Schriftliche Aufgabe:
Ordne die Zeilen der Einträge von der Zeile mit „Draw the outline of every instance of the vertical“ bis einschließlich der Zeile mit „M 404 4 L 406“ als Markdown-Tabelle mit den Spalten „Nr.“ und „Zeile“ an. Leerzeilen lässt du dabei weg.

Aus einer Sammlung entnommene Daten:
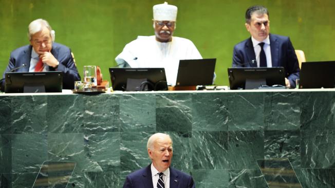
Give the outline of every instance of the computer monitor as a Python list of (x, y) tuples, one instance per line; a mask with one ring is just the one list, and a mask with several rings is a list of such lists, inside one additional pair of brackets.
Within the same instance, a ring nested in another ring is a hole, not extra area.
[(213, 84), (216, 59), (180, 60), (176, 86)]
[(299, 88), (332, 88), (335, 83), (335, 61), (301, 64)]
[(63, 72), (7, 72), (5, 76), (5, 92), (62, 92)]
[(168, 90), (164, 68), (109, 68), (114, 90)]
[(230, 89), (265, 88), (267, 86), (285, 88), (284, 67), (228, 68)]

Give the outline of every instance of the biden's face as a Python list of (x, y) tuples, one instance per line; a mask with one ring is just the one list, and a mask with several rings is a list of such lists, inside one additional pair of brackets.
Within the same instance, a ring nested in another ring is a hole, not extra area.
[(172, 141), (168, 136), (161, 137), (155, 141), (153, 147), (148, 149), (149, 157), (155, 168), (159, 172), (163, 172), (171, 164)]
[(266, 39), (270, 33), (270, 21), (267, 14), (254, 12), (251, 15), (250, 23), (246, 23), (247, 30), (255, 39), (262, 42)]

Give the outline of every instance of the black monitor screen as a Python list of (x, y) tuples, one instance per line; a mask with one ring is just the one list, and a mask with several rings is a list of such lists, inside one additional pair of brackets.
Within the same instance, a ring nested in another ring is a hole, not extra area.
[(228, 68), (230, 89), (253, 89), (285, 86), (284, 67)]
[(164, 68), (109, 68), (115, 90), (168, 90)]
[(5, 92), (62, 92), (62, 71), (7, 72)]

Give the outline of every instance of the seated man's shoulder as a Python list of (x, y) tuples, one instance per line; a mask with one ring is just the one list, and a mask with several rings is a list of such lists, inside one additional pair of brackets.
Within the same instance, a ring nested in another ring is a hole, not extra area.
[(62, 50), (65, 50), (65, 51), (70, 50), (70, 48), (69, 48), (68, 47), (63, 44), (57, 43), (55, 42), (53, 42), (52, 43), (52, 48)]
[(192, 43), (193, 44), (193, 42), (192, 42), (189, 39), (185, 39), (185, 38), (183, 38), (181, 37), (179, 37), (179, 36), (173, 36), (173, 40), (174, 40), (176, 42), (182, 42), (184, 43)]
[(279, 34), (272, 34), (272, 33), (270, 35), (270, 37), (274, 37), (275, 39), (277, 39), (281, 41), (288, 41), (289, 40), (288, 36), (280, 35)]
[(15, 50), (12, 51), (11, 53), (12, 54), (17, 54), (17, 53), (20, 53), (22, 52), (26, 52), (27, 50), (28, 50), (29, 49), (29, 46), (30, 45), (26, 45), (26, 46), (21, 46), (20, 48), (16, 48)]

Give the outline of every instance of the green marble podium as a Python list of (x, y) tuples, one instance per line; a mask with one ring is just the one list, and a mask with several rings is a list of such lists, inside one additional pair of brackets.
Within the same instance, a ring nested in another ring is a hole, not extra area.
[(256, 159), (287, 157), (303, 187), (335, 187), (335, 90), (0, 94), (0, 187), (31, 187), (46, 160), (68, 187), (121, 187), (156, 132), (197, 187), (266, 187)]

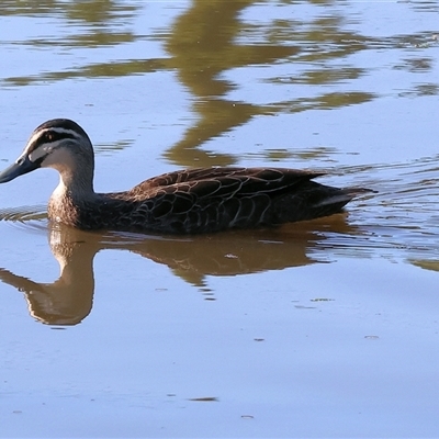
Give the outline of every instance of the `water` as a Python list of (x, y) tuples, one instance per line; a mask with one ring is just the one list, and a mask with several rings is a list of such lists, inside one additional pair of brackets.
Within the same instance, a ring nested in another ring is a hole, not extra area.
[(278, 230), (82, 233), (0, 187), (0, 437), (436, 437), (438, 1), (3, 1), (0, 165), (47, 119), (98, 191), (281, 166), (375, 191)]

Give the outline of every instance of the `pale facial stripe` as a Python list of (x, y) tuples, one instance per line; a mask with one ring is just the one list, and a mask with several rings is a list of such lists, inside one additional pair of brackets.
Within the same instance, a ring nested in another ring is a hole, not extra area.
[(63, 128), (60, 126), (54, 126), (54, 127), (49, 127), (49, 128), (44, 128), (41, 131), (37, 131), (36, 133), (34, 133), (31, 138), (27, 142), (27, 146), (24, 149), (23, 154), (18, 158), (18, 162), (20, 160), (22, 160), (24, 157), (29, 157), (29, 159), (31, 161), (37, 161), (40, 159), (43, 159), (45, 156), (47, 156), (47, 154), (50, 153), (50, 150), (53, 150), (54, 148), (56, 148), (56, 146), (63, 140), (63, 138), (57, 138), (54, 140), (45, 140), (40, 143), (38, 145), (38, 139), (41, 139), (44, 134), (46, 133), (55, 133), (55, 134), (64, 134), (66, 135), (66, 137), (75, 137), (77, 139), (81, 139), (81, 135), (78, 134), (76, 131), (74, 130), (67, 130), (67, 128)]
[(29, 139), (29, 142), (27, 142), (27, 147), (31, 146), (31, 145), (33, 145), (33, 144), (35, 143), (35, 140), (36, 140), (38, 137), (41, 137), (42, 135), (44, 135), (45, 133), (67, 134), (67, 135), (69, 135), (69, 136), (74, 136), (74, 137), (76, 137), (76, 138), (78, 138), (78, 139), (81, 138), (81, 135), (78, 134), (78, 133), (77, 133), (76, 131), (74, 131), (74, 130), (63, 128), (61, 126), (54, 126), (54, 127), (50, 127), (50, 128), (45, 128), (45, 130), (41, 130), (41, 131), (35, 132), (35, 133), (31, 136), (31, 138)]

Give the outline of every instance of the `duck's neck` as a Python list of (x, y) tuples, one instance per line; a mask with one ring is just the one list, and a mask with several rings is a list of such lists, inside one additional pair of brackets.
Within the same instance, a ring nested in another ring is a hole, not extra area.
[(71, 167), (59, 169), (59, 183), (52, 194), (52, 199), (61, 200), (67, 196), (77, 202), (93, 198), (93, 195), (92, 169), (78, 170)]
[(58, 171), (59, 183), (50, 196), (48, 216), (57, 223), (76, 226), (83, 207), (93, 205), (98, 198), (93, 190), (93, 170), (68, 166)]

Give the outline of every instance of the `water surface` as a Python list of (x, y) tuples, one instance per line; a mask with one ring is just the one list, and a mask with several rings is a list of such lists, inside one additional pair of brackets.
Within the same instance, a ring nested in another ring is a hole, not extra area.
[(438, 1), (3, 1), (0, 164), (71, 117), (95, 189), (280, 166), (378, 191), (275, 230), (82, 233), (0, 187), (0, 436), (435, 437)]

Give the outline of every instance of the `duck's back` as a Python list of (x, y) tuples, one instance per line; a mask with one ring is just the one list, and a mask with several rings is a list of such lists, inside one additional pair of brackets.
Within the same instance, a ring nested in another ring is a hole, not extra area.
[[(92, 228), (209, 233), (277, 226), (340, 212), (361, 190), (311, 181), (320, 172), (291, 169), (191, 169), (155, 177), (131, 191), (101, 195), (83, 212)], [(100, 224), (98, 224), (98, 222)]]

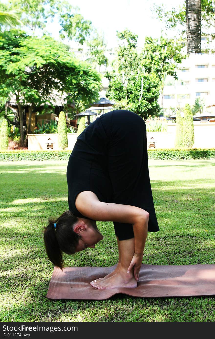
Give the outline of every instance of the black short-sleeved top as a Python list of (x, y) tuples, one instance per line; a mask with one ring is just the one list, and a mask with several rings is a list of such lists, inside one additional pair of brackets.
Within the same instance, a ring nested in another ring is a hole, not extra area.
[(86, 218), (75, 207), (76, 197), (80, 192), (93, 192), (103, 202), (112, 200), (112, 190), (107, 172), (109, 136), (102, 123), (105, 118), (110, 125), (111, 115), (107, 119), (108, 114), (97, 118), (78, 137), (69, 158), (67, 172), (69, 208), (79, 217)]
[(69, 209), (76, 216), (87, 218), (76, 208), (77, 196), (91, 191), (101, 201), (147, 211), (148, 231), (159, 230), (148, 173), (145, 124), (137, 114), (113, 111), (91, 123), (77, 138), (67, 177)]

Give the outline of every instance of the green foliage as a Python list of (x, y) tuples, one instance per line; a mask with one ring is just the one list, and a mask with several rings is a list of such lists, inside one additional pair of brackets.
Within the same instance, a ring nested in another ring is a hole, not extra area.
[(41, 124), (39, 122), (37, 123), (37, 128), (34, 131), (34, 133), (57, 133), (58, 126), (57, 122), (53, 120), (51, 120), (49, 122), (44, 123), (43, 119)]
[[(43, 161), (62, 160), (67, 161), (71, 151), (28, 151), (14, 150), (0, 152), (0, 161)], [(151, 149), (148, 150), (149, 159), (180, 160), (215, 159), (215, 149), (183, 148), (180, 149)]]
[(128, 29), (117, 32), (121, 41), (118, 49), (117, 69), (107, 72), (109, 81), (107, 97), (115, 107), (127, 109), (144, 119), (158, 114), (159, 81), (154, 74), (144, 72), (137, 51), (137, 37)]
[[(215, 6), (214, 0), (201, 0), (202, 33), (214, 36), (211, 34), (212, 28), (214, 27), (215, 20)], [(182, 1), (177, 8), (173, 5), (172, 8), (166, 11), (163, 4), (161, 5), (154, 3), (154, 12), (161, 21), (164, 21), (168, 29), (175, 32), (176, 28), (180, 31), (182, 36), (186, 32), (186, 2)], [(212, 31), (213, 32), (213, 31)]]
[(184, 112), (183, 145), (185, 147), (191, 147), (194, 144), (194, 126), (193, 114), (188, 104), (185, 105)]
[(102, 65), (106, 67), (108, 60), (105, 54), (106, 44), (104, 36), (100, 36), (96, 32), (93, 38), (87, 42), (87, 45), (89, 47), (88, 54), (89, 57), (86, 61), (95, 66), (98, 65), (100, 68)]
[(149, 116), (145, 123), (147, 132), (166, 132), (167, 131), (166, 120), (160, 119), (159, 117), (153, 119)]
[[(89, 105), (98, 98), (100, 75), (75, 59), (69, 49), (50, 37), (32, 38), (17, 30), (0, 32), (0, 100), (5, 102), (12, 94), (15, 96), (20, 125), (24, 106), (33, 109), (53, 106), (56, 91), (59, 96), (67, 93), (65, 100), (75, 104), (81, 101)], [(22, 145), (21, 130), (20, 135)]]
[(7, 149), (8, 147), (8, 130), (7, 122), (4, 119), (1, 126), (0, 132), (0, 149)]
[(64, 112), (60, 112), (59, 114), (57, 136), (58, 146), (62, 149), (64, 149), (68, 146), (68, 139), (67, 123)]
[(178, 110), (176, 116), (176, 139), (175, 147), (177, 147), (183, 146), (183, 118), (181, 113)]
[(80, 134), (86, 128), (85, 122), (86, 118), (85, 117), (82, 117), (80, 119), (79, 124), (78, 126), (78, 130), (77, 131), (77, 136)]
[(79, 13), (79, 8), (67, 1), (58, 1), (56, 8), (62, 27), (60, 31), (61, 38), (67, 36), (83, 45), (92, 30), (91, 21), (85, 20)]
[(202, 114), (203, 113), (205, 105), (205, 101), (203, 98), (196, 98), (195, 103), (191, 108), (191, 112), (193, 115), (195, 115), (197, 113)]
[(177, 79), (177, 67), (186, 57), (181, 53), (184, 45), (181, 40), (146, 37), (141, 60), (145, 72), (155, 74), (162, 85), (167, 75)]
[(21, 22), (14, 12), (0, 11), (0, 28), (2, 26), (14, 27), (21, 24)]
[(180, 160), (189, 159), (214, 159), (215, 149), (192, 148), (148, 150), (149, 159)]

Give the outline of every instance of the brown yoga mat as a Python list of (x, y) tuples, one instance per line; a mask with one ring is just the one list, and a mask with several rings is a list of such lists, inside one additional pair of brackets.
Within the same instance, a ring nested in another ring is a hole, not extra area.
[(144, 265), (136, 288), (97, 290), (90, 281), (111, 272), (112, 267), (55, 267), (47, 297), (50, 299), (103, 300), (122, 293), (140, 298), (215, 295), (215, 264)]

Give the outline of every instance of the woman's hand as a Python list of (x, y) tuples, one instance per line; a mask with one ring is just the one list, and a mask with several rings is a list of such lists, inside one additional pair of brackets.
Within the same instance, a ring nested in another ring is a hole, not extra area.
[(139, 273), (142, 264), (143, 254), (137, 255), (135, 253), (131, 261), (129, 267), (128, 268), (128, 273), (130, 273), (131, 270), (133, 267), (133, 274), (136, 280), (139, 280)]

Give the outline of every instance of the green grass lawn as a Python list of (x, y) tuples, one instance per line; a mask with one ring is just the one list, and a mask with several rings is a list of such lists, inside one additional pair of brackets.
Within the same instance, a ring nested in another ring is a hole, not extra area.
[[(214, 322), (214, 297), (100, 301), (46, 298), (53, 266), (41, 231), (68, 208), (67, 161), (0, 162), (0, 321)], [(149, 161), (159, 232), (150, 233), (144, 263), (215, 264), (215, 161)], [(110, 266), (118, 251), (112, 222), (97, 222), (96, 248), (65, 256), (69, 266)], [(111, 253), (111, 255), (110, 253)]]

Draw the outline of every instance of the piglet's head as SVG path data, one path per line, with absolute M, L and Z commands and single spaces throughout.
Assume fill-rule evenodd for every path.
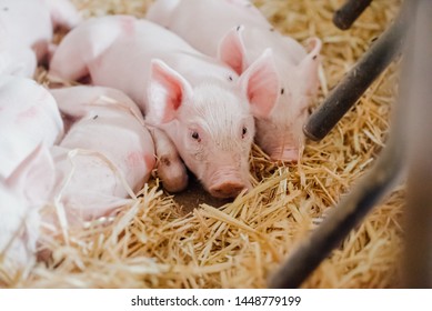
M 219 59 L 229 64 L 239 74 L 257 66 L 259 60 L 252 62 L 242 41 L 244 28 L 239 26 L 227 33 L 219 46 Z M 267 51 L 268 63 L 277 63 L 278 93 L 265 94 L 271 111 L 263 114 L 254 114 L 257 143 L 274 161 L 298 161 L 299 150 L 302 148 L 304 136 L 302 127 L 308 118 L 308 107 L 315 97 L 318 90 L 318 68 L 320 64 L 319 52 L 321 41 L 318 38 L 310 39 L 310 52 L 300 61 L 292 63 L 285 54 L 272 54 Z M 281 41 L 281 44 L 282 41 Z M 290 47 L 287 47 L 290 49 Z M 287 50 L 287 52 L 292 52 Z M 264 54 L 265 54 L 264 53 Z M 269 77 L 269 76 L 267 76 Z M 259 82 L 259 81 L 257 81 Z M 267 84 L 267 81 L 261 81 Z M 269 89 L 270 90 L 270 89 Z
M 255 133 L 253 117 L 272 110 L 275 74 L 268 54 L 240 78 L 209 79 L 192 87 L 162 61 L 153 60 L 147 122 L 174 142 L 187 167 L 218 198 L 250 189 L 249 156 Z

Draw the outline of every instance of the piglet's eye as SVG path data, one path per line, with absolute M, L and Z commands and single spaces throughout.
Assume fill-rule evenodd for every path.
M 248 133 L 248 128 L 243 127 L 242 132 L 241 132 L 241 138 L 244 138 Z
M 200 139 L 200 134 L 198 132 L 192 132 L 191 137 L 197 140 L 197 141 L 201 141 Z

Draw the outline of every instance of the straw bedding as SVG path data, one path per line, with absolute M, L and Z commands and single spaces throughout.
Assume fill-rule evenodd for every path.
M 142 17 L 149 0 L 73 0 L 89 16 Z M 257 0 L 281 32 L 300 42 L 323 40 L 317 107 L 392 19 L 400 1 L 380 0 L 349 31 L 332 13 L 342 0 Z M 48 83 L 46 70 L 38 79 Z M 274 164 L 253 147 L 255 188 L 233 202 L 198 207 L 163 192 L 155 178 L 110 219 L 43 234 L 52 251 L 20 273 L 0 268 L 0 287 L 23 288 L 264 288 L 297 242 L 325 217 L 371 167 L 385 144 L 396 90 L 396 66 L 382 74 L 321 142 L 308 141 L 298 164 Z M 193 193 L 192 193 L 193 194 Z M 179 197 L 180 198 L 180 197 Z M 203 202 L 204 201 L 204 202 Z M 188 202 L 188 201 L 187 201 Z M 192 202 L 192 201 L 190 201 Z M 404 189 L 399 187 L 304 282 L 304 288 L 398 287 Z

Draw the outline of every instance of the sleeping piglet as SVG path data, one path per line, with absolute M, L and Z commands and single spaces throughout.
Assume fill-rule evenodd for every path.
M 311 51 L 307 53 L 247 0 L 157 0 L 147 18 L 178 33 L 199 51 L 222 59 L 238 73 L 270 48 L 279 96 L 269 114 L 255 116 L 255 140 L 273 160 L 299 160 L 308 106 L 319 87 L 318 38 L 309 40 Z
M 62 129 L 47 89 L 28 78 L 0 76 L 0 267 L 7 271 L 34 260 L 39 211 L 54 182 L 49 148 Z
M 267 118 L 279 97 L 271 51 L 239 77 L 154 23 L 111 16 L 69 32 L 50 74 L 69 80 L 90 74 L 94 84 L 124 91 L 212 195 L 235 197 L 251 188 L 253 117 Z
M 54 28 L 79 21 L 69 0 L 0 0 L 0 73 L 32 77 Z
M 39 146 L 50 148 L 63 122 L 50 92 L 29 78 L 0 76 L 0 177 L 9 178 Z
M 39 212 L 53 182 L 53 162 L 44 144 L 37 146 L 9 178 L 0 177 L 0 267 L 8 273 L 34 263 Z
M 142 114 L 121 91 L 102 87 L 51 90 L 71 122 L 51 149 L 54 202 L 70 223 L 108 215 L 130 202 L 154 167 L 154 147 Z

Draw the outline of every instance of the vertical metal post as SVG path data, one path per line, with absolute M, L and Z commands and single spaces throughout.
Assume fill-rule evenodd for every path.
M 432 288 L 432 1 L 418 0 L 406 61 L 409 177 L 404 288 Z
M 404 4 L 406 6 L 406 3 Z M 315 141 L 323 139 L 355 104 L 378 76 L 401 53 L 409 23 L 406 13 L 408 10 L 402 8 L 393 24 L 373 42 L 354 68 L 346 73 L 324 102 L 311 114 L 303 128 L 308 138 Z
M 424 0 L 429 1 L 429 0 Z M 404 6 L 404 19 L 413 20 L 415 0 Z M 431 1 L 432 3 L 432 1 Z M 409 23 L 401 31 L 409 31 Z M 404 34 L 402 34 L 404 36 Z M 432 37 L 431 37 L 432 38 Z M 432 57 L 432 53 L 430 53 Z M 406 63 L 404 63 L 404 69 Z M 402 71 L 401 94 L 393 108 L 390 137 L 374 167 L 366 173 L 352 191 L 334 208 L 332 213 L 311 235 L 301 241 L 285 263 L 270 280 L 271 288 L 298 288 L 309 274 L 336 248 L 349 232 L 354 229 L 371 209 L 392 189 L 406 168 L 406 114 L 409 103 L 409 79 Z M 432 81 L 432 80 L 426 80 Z M 432 86 L 430 86 L 430 91 Z M 431 108 L 432 109 L 432 106 Z M 426 114 L 432 117 L 432 114 Z M 431 132 L 429 132 L 431 133 Z M 429 153 L 432 157 L 431 153 Z M 432 165 L 430 171 L 432 171 Z M 430 188 L 432 192 L 432 188 Z M 430 227 L 432 230 L 432 227 Z M 432 235 L 431 235 L 432 238 Z

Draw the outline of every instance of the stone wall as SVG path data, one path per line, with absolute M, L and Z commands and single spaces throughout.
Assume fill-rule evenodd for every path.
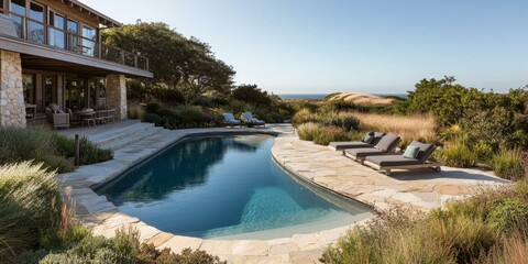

Erwartete Antwort:
| Nr. | Zeile |
|---|---|
| 1 | Draw the outline of every instance of the vertical metal post as SVG path data, one path per line, with absolute M, L and Z commands and single spaces throughout. |
| 2 | Assume fill-rule evenodd for every path. |
| 3 | M 432 288 L 432 1 L 418 0 L 406 61 L 409 177 L 404 288 Z |
| 4 | M 404 4 L 406 6 L 406 3 Z M 315 141 L 323 139 L 355 104 L 378 76 L 401 53 L 409 23 L 406 13 L 408 10 L 402 8 L 393 24 L 373 42 L 354 68 L 346 73 L 324 102 L 311 114 L 303 128 L 308 138 Z |